Продолжите интервью о поездке на трассу Ереван – Горис, начиная сразу после последней реплики.

* _ИССЛЕДУЕМЫЙ ТЕКСТ_:
========

Когда мы покинули позиции, я начал готовить солдат. Это была моя работа, я состоял на службе.
Подойдем к 95-ом году. В уголовном деле написано о Вашем тяжелом социальном положении, о том, что Вы работали в Доме офицера...
В Ереван я приехал по просьбе Аркадия Ивановича Тер-Тадевосяна. Мне надо было войти в состав разведывательного батальона. Он мне сказал: потом вступишь, сейчас нужна твоя помощь. Речь шла об иранцах. Он сказал, что иранцы должны открыть рынок, и мне предстоит заняться вопросами безопасности. А я располагал информацией о том, что иранцы привозят отравленные продукты питания, которые оказывают воздействие на женщин – они становятся бесплодными или дети рождаются мертвыми. Когда я приехал в Ереван, то начал изучать торговые точки. Во многих местах работали азербайджанцы. Я сообщил об этом в министерство безопасности.
Какие шаги были предприняты после этого?
Никаких шагов не было.
Почему Вы появились на автомагистрали Ереван – Горис?
Все данные я передал в министерство безопасности, написал докладную, сообщил, кто какой товар привозит из Ирана. В министерстве говорили: ты должен поймать и привезти водителя. Я не хотел вмешиваться, говорил, что товары привозят каждый день, надо останавливать и проверять машины. Они отвечали, что не могут, так как отношения с Ираном могут испортиться. Я сказал, что операция должна начаться незаконно, чтобы можно было разоблачить.
Согомон, расскажите, пожалуйста, более подробно.
Мы были в Ереване, в Доме офицеров. Мой друг зашел в магазин иранцев, который находился на первом этаже гостиницы “Эребуни”. Потом пришел и сказал: “Знаешь, кого я встретил? Азербайджанца”. Я ответил: значит, он не один, как он проник в Армению? Пока мы вместе отправились туда, но он уехал. Я лишь успел зафиксировать номера его фуры. Я сказал товарищу: “Сако, мы должны во что бы то ни стало его поймать, а то он уедет из Армении”. Единственная дорога, по которой можно убежать, проходит через Горис. От меня требовали доказательств, говорили – поймай, приведи. Я должен был отправиться один, чтобы не втянуть ребят в беду.
То есть Вы отправились туда, что сдать Ираджа органам безопансости?
Да... Когда в этот день фура приехала, я прострелил покрышку. В деле, кажется, говорится о ноже в чехле, который принадлежал ему. Он вытащил нож, я выстрелил ему в локоть. Ранение руки не было случайностью, случайностью было то, что он упал.

========

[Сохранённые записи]
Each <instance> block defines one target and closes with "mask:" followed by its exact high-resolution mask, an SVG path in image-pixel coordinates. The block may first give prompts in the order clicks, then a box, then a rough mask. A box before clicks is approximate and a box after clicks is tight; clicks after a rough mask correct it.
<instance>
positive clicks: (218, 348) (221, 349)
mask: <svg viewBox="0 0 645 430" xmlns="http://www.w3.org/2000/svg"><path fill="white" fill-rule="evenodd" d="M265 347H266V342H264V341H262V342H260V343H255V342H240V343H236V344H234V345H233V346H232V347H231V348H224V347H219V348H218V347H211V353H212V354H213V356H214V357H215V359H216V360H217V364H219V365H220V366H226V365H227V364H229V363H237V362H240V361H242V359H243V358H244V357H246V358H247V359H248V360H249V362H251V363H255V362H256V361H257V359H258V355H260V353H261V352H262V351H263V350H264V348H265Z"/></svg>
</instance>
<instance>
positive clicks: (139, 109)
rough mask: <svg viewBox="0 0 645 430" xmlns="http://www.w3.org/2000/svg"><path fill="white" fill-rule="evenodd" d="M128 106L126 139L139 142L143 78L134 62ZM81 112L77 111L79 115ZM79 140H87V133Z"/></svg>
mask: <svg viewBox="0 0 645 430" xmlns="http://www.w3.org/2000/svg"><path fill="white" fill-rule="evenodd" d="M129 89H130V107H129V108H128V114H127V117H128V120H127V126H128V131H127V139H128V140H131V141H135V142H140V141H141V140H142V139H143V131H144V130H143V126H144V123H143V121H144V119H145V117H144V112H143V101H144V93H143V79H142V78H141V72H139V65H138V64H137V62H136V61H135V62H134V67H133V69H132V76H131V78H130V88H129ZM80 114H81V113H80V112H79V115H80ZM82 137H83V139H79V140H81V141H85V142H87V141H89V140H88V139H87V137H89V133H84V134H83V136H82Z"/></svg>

========

* _РЕЗУЛЬТАТ ЗАДАНИЯ_:
Вас обвинили в предумышленном убийстве в корыстных целях. Однако в деле есть заключение судмедэкспертизы о том, что Ирадж Пур Мирзабек умер от травмы головы, которую он получил в результате падения.
Если бы я хотел его убить, то убил бы одним выстрелом.
В уголовном деле есть письмо, которое Вы написали судье. Там Вы пишете, что азербайджанцы со смехом рассказывали, что в Армении спят с 18-летними девушками...
С 13-14-летними.. Кроме того, я видел, как армянские девушки уходили с турками. Я говорил им: раньше наши бабушки бросались в ущелье, чтобы турок к ним не прикоснулся, а вы спите с турками...
Как Вы думаете, почему после произошедшего система не оказала помощь разведчику?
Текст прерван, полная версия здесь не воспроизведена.